What you need to do =>
1 > Answer these questions using the passage on the 2020 census, giving each answer with its matching letter:
(a) What share of households in California have responded to the census?
(b) How much extra money would the House bill allot to the Census Bureau?
(c) Which court shot down the citizenship question?
2 > Continue the passage on the 2020 census, starting right after its last sentence.

Text under study Block Start

A Census Bureau spokeswoman said the agency is not currently granting interviews to media, but is putting out news releases on all its activities for full transparency, in Spanish and other languages used by minorities.
The pandemic’s effects on Hispanic response rates comes as concerns were already brewing about how many households would be afraid to take the survey after a controversy involving the addition of a citizenship question, which the Supreme Court shot down last year.
“The fear of the immigration question is certainly lurking in the back of this for some people,” said Vela, adding that the pandemic has overtaken most other issues.
“Right now people are just focused on how to handle this virus, I would think,” he said.
Local outreach efforts have driven notable differences between states, however.
The two states with the biggest Hispanic populations provide an example: 60.1 percent of households in California have responded to the census, while only 53.5 percent of households in Texas have done so.
The 2020 census is the first in history designed to be conducted mainly online, by heads of households on personal computers, meaning it’s better suited for the pandemic. Still, the coronavirus crisis has hobbled the field operations necessary to reach many minority populations, groups in remote areas, transient populations and in the case of Puerto Rico, the entirety of the United States’s most populous territory.
That’s brought the administration and House Democrats to a point of relative agreement, as the administration’s request for more time for the census is included in the latest House coronavirus relief proposal, albeit with some caveats.
The bill would allot an extra $400 million to the Census Bureau to deal with pandemic-related delays, and extend deadlines for the agency to provide congressional apportionment data and map-making information to the states.

Text under study Block End
Dataset excerpts Block Start

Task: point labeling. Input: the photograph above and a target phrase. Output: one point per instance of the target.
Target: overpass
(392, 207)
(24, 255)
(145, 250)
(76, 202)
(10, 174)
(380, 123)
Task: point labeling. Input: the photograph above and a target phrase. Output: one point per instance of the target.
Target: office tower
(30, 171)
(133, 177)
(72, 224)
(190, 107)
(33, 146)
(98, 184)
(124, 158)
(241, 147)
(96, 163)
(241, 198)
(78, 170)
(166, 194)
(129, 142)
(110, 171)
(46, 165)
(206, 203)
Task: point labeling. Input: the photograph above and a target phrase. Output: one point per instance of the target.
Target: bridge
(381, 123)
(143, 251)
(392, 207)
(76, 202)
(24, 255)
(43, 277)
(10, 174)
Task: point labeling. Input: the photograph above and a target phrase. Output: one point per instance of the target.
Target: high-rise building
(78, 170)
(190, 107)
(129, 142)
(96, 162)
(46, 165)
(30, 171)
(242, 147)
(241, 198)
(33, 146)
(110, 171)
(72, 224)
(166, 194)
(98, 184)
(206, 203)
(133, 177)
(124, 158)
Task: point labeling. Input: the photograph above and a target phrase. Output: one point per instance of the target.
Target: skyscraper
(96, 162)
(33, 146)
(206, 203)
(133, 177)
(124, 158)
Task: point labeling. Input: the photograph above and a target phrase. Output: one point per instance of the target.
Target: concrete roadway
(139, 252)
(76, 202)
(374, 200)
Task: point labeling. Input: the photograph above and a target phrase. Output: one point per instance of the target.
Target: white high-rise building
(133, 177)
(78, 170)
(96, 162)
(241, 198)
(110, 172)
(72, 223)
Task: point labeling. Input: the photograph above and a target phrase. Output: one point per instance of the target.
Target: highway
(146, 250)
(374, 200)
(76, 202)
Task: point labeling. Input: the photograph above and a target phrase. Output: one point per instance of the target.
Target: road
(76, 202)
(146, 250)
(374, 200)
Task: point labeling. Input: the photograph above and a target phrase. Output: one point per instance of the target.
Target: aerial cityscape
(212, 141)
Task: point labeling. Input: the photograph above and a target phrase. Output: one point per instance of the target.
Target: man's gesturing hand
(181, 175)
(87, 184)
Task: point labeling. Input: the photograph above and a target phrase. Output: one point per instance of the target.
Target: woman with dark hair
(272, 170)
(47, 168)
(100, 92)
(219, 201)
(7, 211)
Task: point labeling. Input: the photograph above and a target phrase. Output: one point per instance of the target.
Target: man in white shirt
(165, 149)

Dataset excerpts Block End

Responses to the exercise =>
1 >
(a) 60.1 percent
(b) $400 million
(c) The Supreme Court

2 >
The new deadlines would conflict with local elections in New Jersey and Virginia.
But the Democratic plan would also ban the Trump administration from using census information to build a dataset of citizens of voting age, a distinction that some argue is designed to exclude non-citizens from the census.
The Congressional Tri-Caucus — the Congressional Black Caucus (CBC), Congressional Hispanic Caucus (CHC) and the Congressional Asian Pacific American Caucus (CAPAC) — along with the Congressional Native American Caucus wrote Wednesday to Census Bureau Director Steven Dillingham asking him to attend a telebriefing, and to respond how the bureau will undertake a series of actions designed to increase minority participation.
“The pandemic has since then added unprecedented barriers to the enumeration of all Americans and early analysis of the response rates of the 2020 census show that these barriers are disproportionally impacting communities of color and immigrant communities,” wrote the group of Democrats — CHC Chairman Rep. Joaquin Castro (Texas), CBC Chairwoman Rep. Karen Bass (Calif.), CAPAC Chairwoman Rep. Judy Chu (Calif.), Congressional Native American Caucus Co-Chairwoman Rep. Deb Haaland (N.M.) and CBC Census 2020 Task Force Chairman Rep. Steven Horsford (Nev.).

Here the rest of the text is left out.